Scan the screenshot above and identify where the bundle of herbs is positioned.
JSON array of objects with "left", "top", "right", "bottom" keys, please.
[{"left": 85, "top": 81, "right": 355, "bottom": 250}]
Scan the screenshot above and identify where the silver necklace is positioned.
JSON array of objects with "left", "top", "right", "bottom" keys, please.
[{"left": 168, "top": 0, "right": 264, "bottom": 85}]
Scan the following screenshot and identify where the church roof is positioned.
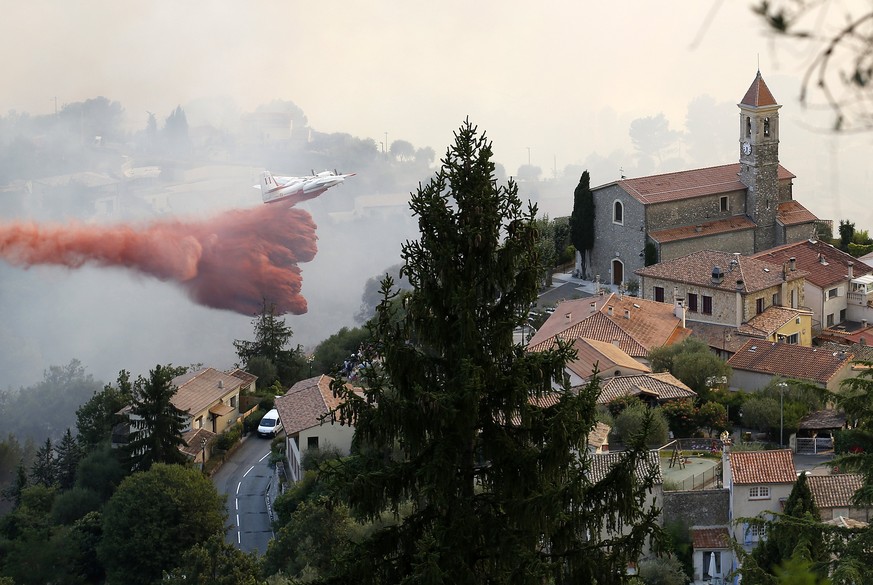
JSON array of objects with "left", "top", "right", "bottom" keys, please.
[
  {"left": 776, "top": 199, "right": 818, "bottom": 225},
  {"left": 608, "top": 163, "right": 796, "bottom": 205},
  {"left": 740, "top": 71, "right": 777, "bottom": 108}
]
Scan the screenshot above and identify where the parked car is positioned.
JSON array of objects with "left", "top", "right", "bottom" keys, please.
[{"left": 258, "top": 408, "right": 282, "bottom": 437}]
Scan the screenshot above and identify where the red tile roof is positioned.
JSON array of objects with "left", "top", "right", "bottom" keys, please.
[
  {"left": 727, "top": 339, "right": 854, "bottom": 385},
  {"left": 691, "top": 526, "right": 731, "bottom": 550},
  {"left": 597, "top": 372, "right": 697, "bottom": 404},
  {"left": 634, "top": 250, "right": 806, "bottom": 294},
  {"left": 730, "top": 449, "right": 797, "bottom": 485},
  {"left": 595, "top": 163, "right": 796, "bottom": 204},
  {"left": 740, "top": 71, "right": 777, "bottom": 107},
  {"left": 806, "top": 473, "right": 864, "bottom": 510},
  {"left": 528, "top": 293, "right": 691, "bottom": 358},
  {"left": 753, "top": 240, "right": 873, "bottom": 288}
]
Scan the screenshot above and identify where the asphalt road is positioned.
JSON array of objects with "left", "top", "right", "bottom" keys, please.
[{"left": 212, "top": 435, "right": 273, "bottom": 555}]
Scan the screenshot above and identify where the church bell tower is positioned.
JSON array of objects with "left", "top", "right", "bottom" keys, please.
[{"left": 737, "top": 71, "right": 782, "bottom": 252}]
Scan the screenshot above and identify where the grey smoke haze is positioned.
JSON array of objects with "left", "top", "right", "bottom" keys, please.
[{"left": 0, "top": 0, "right": 873, "bottom": 387}]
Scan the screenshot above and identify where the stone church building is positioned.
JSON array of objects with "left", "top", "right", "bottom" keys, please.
[{"left": 589, "top": 71, "right": 818, "bottom": 285}]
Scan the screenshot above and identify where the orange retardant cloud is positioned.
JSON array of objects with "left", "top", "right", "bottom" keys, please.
[{"left": 0, "top": 204, "right": 318, "bottom": 315}]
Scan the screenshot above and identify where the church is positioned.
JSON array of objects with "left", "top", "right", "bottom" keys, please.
[{"left": 587, "top": 71, "right": 819, "bottom": 285}]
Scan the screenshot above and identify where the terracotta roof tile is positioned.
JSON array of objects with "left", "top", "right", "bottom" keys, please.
[
  {"left": 172, "top": 368, "right": 242, "bottom": 414},
  {"left": 691, "top": 526, "right": 731, "bottom": 550},
  {"left": 753, "top": 240, "right": 873, "bottom": 288},
  {"left": 727, "top": 339, "right": 853, "bottom": 385},
  {"left": 634, "top": 250, "right": 806, "bottom": 294},
  {"left": 649, "top": 215, "right": 756, "bottom": 244},
  {"left": 730, "top": 449, "right": 797, "bottom": 485},
  {"left": 737, "top": 305, "right": 809, "bottom": 337},
  {"left": 594, "top": 163, "right": 795, "bottom": 204},
  {"left": 528, "top": 293, "right": 691, "bottom": 358},
  {"left": 597, "top": 372, "right": 697, "bottom": 404},
  {"left": 740, "top": 71, "right": 777, "bottom": 107},
  {"left": 776, "top": 199, "right": 818, "bottom": 225},
  {"left": 806, "top": 473, "right": 864, "bottom": 510}
]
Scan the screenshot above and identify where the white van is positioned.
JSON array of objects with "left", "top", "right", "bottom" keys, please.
[{"left": 258, "top": 408, "right": 282, "bottom": 437}]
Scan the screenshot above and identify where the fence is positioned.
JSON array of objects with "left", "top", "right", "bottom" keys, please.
[{"left": 665, "top": 462, "right": 722, "bottom": 491}]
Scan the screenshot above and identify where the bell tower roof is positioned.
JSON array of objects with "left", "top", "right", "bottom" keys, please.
[{"left": 740, "top": 71, "right": 777, "bottom": 108}]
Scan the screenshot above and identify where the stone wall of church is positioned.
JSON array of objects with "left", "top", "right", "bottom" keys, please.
[
  {"left": 588, "top": 185, "right": 645, "bottom": 284},
  {"left": 658, "top": 229, "right": 755, "bottom": 262},
  {"left": 646, "top": 191, "right": 746, "bottom": 232}
]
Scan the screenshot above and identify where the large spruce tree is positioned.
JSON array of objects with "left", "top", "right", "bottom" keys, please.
[
  {"left": 570, "top": 171, "right": 594, "bottom": 277},
  {"left": 127, "top": 365, "right": 187, "bottom": 471},
  {"left": 322, "top": 121, "right": 658, "bottom": 585}
]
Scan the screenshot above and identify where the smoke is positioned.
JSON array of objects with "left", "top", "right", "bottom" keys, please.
[{"left": 0, "top": 201, "right": 318, "bottom": 316}]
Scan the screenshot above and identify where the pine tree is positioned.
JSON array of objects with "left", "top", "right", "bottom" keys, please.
[
  {"left": 55, "top": 429, "right": 82, "bottom": 490},
  {"left": 322, "top": 121, "right": 658, "bottom": 585},
  {"left": 570, "top": 171, "right": 594, "bottom": 277},
  {"left": 233, "top": 300, "right": 304, "bottom": 387},
  {"left": 30, "top": 438, "right": 58, "bottom": 487},
  {"left": 127, "top": 365, "right": 186, "bottom": 471}
]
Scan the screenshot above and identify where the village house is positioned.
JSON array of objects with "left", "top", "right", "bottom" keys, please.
[
  {"left": 275, "top": 375, "right": 355, "bottom": 481},
  {"left": 528, "top": 293, "right": 691, "bottom": 366},
  {"left": 586, "top": 72, "right": 818, "bottom": 285},
  {"left": 727, "top": 339, "right": 857, "bottom": 392},
  {"left": 754, "top": 239, "right": 873, "bottom": 335}
]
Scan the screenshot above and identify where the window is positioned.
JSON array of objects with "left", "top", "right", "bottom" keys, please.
[
  {"left": 749, "top": 485, "right": 770, "bottom": 500},
  {"left": 703, "top": 550, "right": 723, "bottom": 581}
]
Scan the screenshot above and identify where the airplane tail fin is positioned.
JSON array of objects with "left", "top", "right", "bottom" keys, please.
[{"left": 258, "top": 171, "right": 279, "bottom": 203}]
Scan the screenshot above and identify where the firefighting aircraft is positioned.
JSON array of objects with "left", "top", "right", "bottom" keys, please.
[{"left": 255, "top": 171, "right": 355, "bottom": 203}]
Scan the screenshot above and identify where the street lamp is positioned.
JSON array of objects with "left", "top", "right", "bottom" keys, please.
[{"left": 779, "top": 382, "right": 788, "bottom": 447}]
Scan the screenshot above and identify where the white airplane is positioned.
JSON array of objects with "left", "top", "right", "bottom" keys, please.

:: What the exercise asks ::
Can you put every line of the material above into a JSON list of strings, one string per line, with blank lines skipped? Leave the picture placeholders out of the list.

:: Result of the task ::
[
  "Scan the screenshot above and identify where the bundle of herbs is positioned.",
  "JSON array of objects with \"left\", \"top\", \"right\", \"bottom\" keys, please.",
  "[{\"left\": 85, \"top\": 81, \"right\": 355, \"bottom\": 250}]",
  "Scan the screenshot above and identify where the silver necklace is positioned.",
  "JSON array of objects with \"left\", \"top\", \"right\", \"bottom\" keys, please.",
  "[{\"left\": 168, \"top\": 0, \"right\": 264, \"bottom\": 85}]",
  "Scan the following screenshot and identify where the church roof is positioned.",
  "JSON array of objects with \"left\", \"top\", \"right\", \"bottom\" keys, please.",
  "[",
  "  {\"left\": 776, \"top\": 199, \"right\": 818, \"bottom\": 225},",
  "  {\"left\": 608, \"top\": 163, \"right\": 796, \"bottom\": 205},",
  "  {\"left\": 740, \"top\": 71, \"right\": 777, \"bottom\": 108}",
  "]",
  "Scan the screenshot above and identify where the parked car is positioned.",
  "JSON array of objects with \"left\", \"top\", \"right\", \"bottom\" keys, please.",
  "[{\"left\": 258, \"top\": 408, \"right\": 282, \"bottom\": 437}]",
  "Scan the screenshot above and identify where the red tile roof is positioned.",
  "JSON array of objects with \"left\", \"top\", \"right\", \"bottom\" keys, please.",
  "[",
  "  {\"left\": 727, \"top\": 339, \"right\": 854, \"bottom\": 385},",
  "  {\"left\": 691, \"top\": 526, \"right\": 731, \"bottom\": 550},",
  "  {\"left\": 597, \"top\": 372, \"right\": 697, \"bottom\": 404},",
  "  {\"left\": 634, \"top\": 250, \"right\": 806, \"bottom\": 294},",
  "  {\"left\": 730, \"top\": 449, \"right\": 797, \"bottom\": 485},",
  "  {\"left\": 595, \"top\": 163, \"right\": 796, \"bottom\": 204},",
  "  {\"left\": 740, \"top\": 71, \"right\": 777, \"bottom\": 107},",
  "  {\"left\": 806, \"top\": 473, \"right\": 864, \"bottom\": 510},",
  "  {\"left\": 528, \"top\": 293, \"right\": 691, \"bottom\": 358},",
  "  {\"left\": 753, \"top\": 240, \"right\": 873, \"bottom\": 288}",
  "]",
  "Scan the screenshot above and identify where the asphalt road is positioned.",
  "JSON array of objects with \"left\", \"top\", \"right\", \"bottom\" keys, please.",
  "[{\"left\": 212, \"top\": 435, \"right\": 273, \"bottom\": 555}]",
  "Scan the screenshot above and identify where the church bell tower is positioned.",
  "JSON array of objects with \"left\", \"top\", \"right\", \"bottom\" keys, please.",
  "[{\"left\": 737, \"top\": 71, \"right\": 782, \"bottom\": 252}]",
  "Scan the screenshot above and identify where the grey smoke haze is positioned.",
  "JSON array of objects with \"left\", \"top\", \"right\", \"bottom\" keys, please.",
  "[{\"left\": 0, \"top\": 0, \"right\": 873, \"bottom\": 387}]",
  "Scan the screenshot above and identify where the stone church building is positioned.",
  "JSON array of objects with \"left\", \"top\", \"right\", \"bottom\" keys, please.",
  "[{\"left\": 589, \"top\": 71, \"right\": 818, \"bottom\": 285}]",
  "Scan the screenshot above and identify where the orange retardant cloud is positioned.",
  "JSON array of objects with \"left\", \"top\", \"right\", \"bottom\" keys, please.",
  "[{\"left\": 0, \"top\": 204, \"right\": 318, \"bottom\": 315}]",
  "Scan the screenshot above and identify where the church is positioned.",
  "JSON array of objects with \"left\", \"top\", \"right\", \"bottom\" keys, please.",
  "[{\"left\": 587, \"top\": 71, \"right\": 819, \"bottom\": 285}]",
  "Scan the screenshot above and identify where the terracotta roof tile is positioned.",
  "JSON array of objects with \"left\", \"top\", \"right\", \"bottom\" keys, please.",
  "[",
  "  {\"left\": 172, \"top\": 368, \"right\": 242, \"bottom\": 414},",
  "  {\"left\": 691, \"top\": 526, \"right\": 731, \"bottom\": 550},",
  "  {\"left\": 753, \"top\": 240, \"right\": 873, \"bottom\": 288},",
  "  {\"left\": 727, \"top\": 339, \"right\": 853, \"bottom\": 385},",
  "  {\"left\": 634, \"top\": 250, \"right\": 806, \"bottom\": 294},",
  "  {\"left\": 649, \"top\": 215, \"right\": 756, \"bottom\": 244},",
  "  {\"left\": 730, \"top\": 449, \"right\": 797, \"bottom\": 485},",
  "  {\"left\": 737, \"top\": 305, \"right\": 809, \"bottom\": 337},",
  "  {\"left\": 594, \"top\": 163, \"right\": 795, \"bottom\": 204},",
  "  {\"left\": 528, \"top\": 293, \"right\": 691, \"bottom\": 358},",
  "  {\"left\": 597, \"top\": 372, \"right\": 697, \"bottom\": 404},",
  "  {\"left\": 740, \"top\": 71, \"right\": 777, \"bottom\": 107},",
  "  {\"left\": 776, \"top\": 199, \"right\": 818, \"bottom\": 225},",
  "  {\"left\": 806, \"top\": 473, \"right\": 864, \"bottom\": 510}",
  "]",
  "Scan the screenshot above and identify where the white van is positioned.",
  "JSON array of objects with \"left\", \"top\", \"right\", \"bottom\" keys, please.",
  "[{\"left\": 258, \"top\": 408, \"right\": 282, \"bottom\": 437}]",
  "Scan the screenshot above and identify where the fence is positioned.",
  "JSON array of objects with \"left\", \"top\", \"right\", \"bottom\" keys, please.",
  "[{\"left\": 665, \"top\": 462, \"right\": 722, \"bottom\": 491}]",
  "Scan the screenshot above and identify where the bell tower roof is positioned.",
  "JSON array of objects with \"left\", \"top\", \"right\", \"bottom\" keys, please.",
  "[{\"left\": 740, \"top\": 71, \"right\": 777, \"bottom\": 108}]",
  "Scan the screenshot above and identify where the stone wall of church is positioned.",
  "JSON array of objects with \"left\", \"top\", \"right\", \"bottom\" keys, please.",
  "[",
  "  {\"left\": 588, \"top\": 185, \"right\": 645, \"bottom\": 284},",
  "  {\"left\": 658, \"top\": 229, \"right\": 755, \"bottom\": 262},",
  "  {\"left\": 646, \"top\": 191, \"right\": 746, \"bottom\": 232}",
  "]",
  "Scan the screenshot above and identify where the large spruce tree is positioned.",
  "JSON array of objects with \"left\", \"top\", \"right\", \"bottom\" keys, please.",
  "[",
  "  {\"left\": 570, \"top\": 171, \"right\": 594, \"bottom\": 277},",
  "  {\"left\": 127, \"top\": 365, \"right\": 187, \"bottom\": 471},",
  "  {\"left\": 322, \"top\": 121, \"right\": 658, \"bottom\": 585}",
  "]",
  "Scan the screenshot above and identify where the smoke is positioned.",
  "JSON array of objects with \"left\", \"top\", \"right\", \"bottom\" keys, please.",
  "[{\"left\": 0, \"top\": 201, \"right\": 318, \"bottom\": 316}]",
  "Scan the screenshot above and identify where the pine tree is positioned.",
  "JSON array of objects with \"left\", \"top\", \"right\", \"bottom\" keys, please.",
  "[",
  "  {\"left\": 55, \"top\": 429, \"right\": 82, \"bottom\": 490},",
  "  {\"left\": 322, \"top\": 121, \"right\": 658, \"bottom\": 585},",
  "  {\"left\": 570, \"top\": 171, \"right\": 594, \"bottom\": 277},",
  "  {\"left\": 233, \"top\": 300, \"right\": 304, \"bottom\": 387},",
  "  {\"left\": 30, \"top\": 438, \"right\": 58, \"bottom\": 487},",
  "  {\"left\": 127, \"top\": 365, \"right\": 186, \"bottom\": 471}",
  "]",
  "Scan the screenshot above and identify where the village house is positioned.",
  "JSON array of objects with \"left\", \"top\", \"right\", \"bottom\" keys, please.",
  "[",
  "  {\"left\": 275, \"top\": 375, \"right\": 355, \"bottom\": 481},",
  "  {\"left\": 528, \"top\": 293, \"right\": 691, \"bottom\": 366},",
  "  {\"left\": 586, \"top\": 72, \"right\": 818, \"bottom\": 285},",
  "  {\"left\": 727, \"top\": 339, \"right\": 857, \"bottom\": 392},",
  "  {\"left\": 754, \"top\": 239, \"right\": 873, \"bottom\": 335}",
  "]",
  "Scan the screenshot above and identify where the window is positioned.",
  "JSON array of objects with \"left\", \"top\", \"right\", \"bottom\" keys, please.",
  "[",
  "  {\"left\": 749, \"top\": 485, \"right\": 770, \"bottom\": 500},",
  "  {\"left\": 703, \"top\": 550, \"right\": 723, \"bottom\": 581}",
  "]",
  "Scan the screenshot above and identify where the airplane tail fin is positioned.",
  "JSON array of objects with \"left\", \"top\", \"right\", \"bottom\" keys, please.",
  "[{\"left\": 258, \"top\": 171, \"right\": 279, \"bottom\": 203}]",
  "Scan the screenshot above and identify where the firefighting aircraft is positioned.",
  "JSON array of objects with \"left\", \"top\", \"right\", \"bottom\" keys, please.",
  "[{\"left\": 255, \"top\": 171, \"right\": 355, \"bottom\": 203}]",
  "Scan the screenshot above and identify where the street lamp is positioned.",
  "JSON array of objects with \"left\", \"top\", \"right\", \"bottom\" keys, please.",
  "[{\"left\": 779, \"top\": 382, \"right\": 788, \"bottom\": 447}]",
  "Scan the screenshot above and identify where the white airplane is positioned.",
  "JSON array of objects with \"left\", \"top\", \"right\", \"bottom\" keys, please."
]